WHAT THE EXERCISE ASKS. Turn the records below into a numbered list with one line per item, and drop any blank lines.

RECORD SET.
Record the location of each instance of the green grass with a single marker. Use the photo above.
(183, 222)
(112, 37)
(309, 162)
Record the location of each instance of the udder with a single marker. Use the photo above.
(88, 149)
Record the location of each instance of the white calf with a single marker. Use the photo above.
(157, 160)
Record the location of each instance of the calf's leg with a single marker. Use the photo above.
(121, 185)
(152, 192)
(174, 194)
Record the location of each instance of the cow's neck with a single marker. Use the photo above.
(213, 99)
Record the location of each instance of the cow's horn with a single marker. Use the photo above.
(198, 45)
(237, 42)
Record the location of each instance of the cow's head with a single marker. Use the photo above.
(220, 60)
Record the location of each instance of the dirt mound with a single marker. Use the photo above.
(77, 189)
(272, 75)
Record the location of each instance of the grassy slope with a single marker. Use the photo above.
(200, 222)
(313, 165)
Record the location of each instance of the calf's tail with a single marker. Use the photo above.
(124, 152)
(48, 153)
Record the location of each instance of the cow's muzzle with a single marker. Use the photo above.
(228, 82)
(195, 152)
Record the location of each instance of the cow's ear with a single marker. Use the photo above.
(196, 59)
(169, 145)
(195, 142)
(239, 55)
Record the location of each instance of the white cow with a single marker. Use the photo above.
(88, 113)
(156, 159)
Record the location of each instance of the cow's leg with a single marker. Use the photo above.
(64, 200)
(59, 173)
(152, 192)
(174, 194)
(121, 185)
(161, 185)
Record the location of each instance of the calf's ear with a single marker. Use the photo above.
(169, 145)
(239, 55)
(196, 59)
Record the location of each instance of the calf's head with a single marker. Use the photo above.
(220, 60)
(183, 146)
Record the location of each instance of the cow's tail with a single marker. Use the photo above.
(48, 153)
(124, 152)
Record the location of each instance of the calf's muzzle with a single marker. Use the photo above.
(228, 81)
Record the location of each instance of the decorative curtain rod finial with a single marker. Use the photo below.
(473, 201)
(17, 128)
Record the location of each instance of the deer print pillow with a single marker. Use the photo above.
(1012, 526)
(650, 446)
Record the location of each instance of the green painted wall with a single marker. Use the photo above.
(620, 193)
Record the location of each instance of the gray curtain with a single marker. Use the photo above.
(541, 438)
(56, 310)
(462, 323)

ANSWER FOR THE TASK.
1. Record the location of each instance of the green grass with a single marker. Use the photo above.
2. (183, 222)
3. (112, 37)
4. (309, 162)
5. Record the location of each instance of the udder with a single marker. Use the photo above.
6. (88, 149)
7. Record the location of each instance of the white calf with a single marker. Use the photo above.
8. (157, 160)
9. Record the location of each instance of the calf's leg with a single marker. Use the photo above.
10. (121, 185)
11. (152, 192)
12. (174, 194)
13. Record the location of each instance of the cow's neck with a single marker. Use the photo above.
14. (213, 99)
15. Record the location of each instance of the cow's horn with a single marker. Use the photo above.
16. (198, 45)
17. (237, 42)
18. Record the location of each instance of the cow's head with a single marker. Use the photo above.
19. (220, 60)
20. Record the location of each instance of the dirt mound with a single marker. Use the photo above.
21. (77, 189)
22. (272, 75)
23. Record the location of each instance of the grassy slope with a single marker. Use the photo above.
24. (200, 222)
25. (313, 165)
26. Record the location of each instance of the calf's tail with a single marker. Use the photo above.
27. (124, 152)
28. (48, 153)
29. Record the location of each instance of the cow's muzzle with a single marker. Use the photo above.
30. (228, 82)
31. (195, 152)
32. Record the location of each instance of the cow's ear with a single marker. Use the photo above.
33. (196, 59)
34. (169, 145)
35. (195, 142)
36. (239, 55)
37. Record the location of each instance of the white cow with a single marker. Use the photo above.
38. (88, 113)
39. (156, 159)
40. Record the location of each instance of the cow's leg with a single marker. Use the photo above.
41. (64, 200)
42. (59, 173)
43. (152, 192)
44. (174, 194)
45. (121, 185)
46. (161, 185)
47. Record the location of each instance of the calf's ear with a single marker. Use the photo above.
48. (169, 145)
49. (239, 55)
50. (196, 59)
51. Record the location of each instance of the calf's head with a single marker. Use the photo above.
52. (220, 60)
53. (183, 146)
54. Record the location of each instance of the cow's tail with a single marker. Use the photo above.
55. (48, 153)
56. (124, 152)
57. Record the location of each instance of the calf's muzzle with a single marker. Use the photo above.
58. (228, 81)
59. Record the location of each instance of the decorative curtain rod finial with a single marker. Use the photo below.
60. (473, 201)
61. (17, 128)
62. Record the location of each instance of the deer print pillow with a single marker. Use the photo above.
63. (1012, 526)
64. (650, 446)
65. Record the location of each instance of the green painted wall with a single marker. Use the photo above.
66. (620, 193)
67. Record the location of each instance of the gray curtain with a single marker. Use the photo above.
68. (541, 438)
69. (56, 310)
70. (462, 323)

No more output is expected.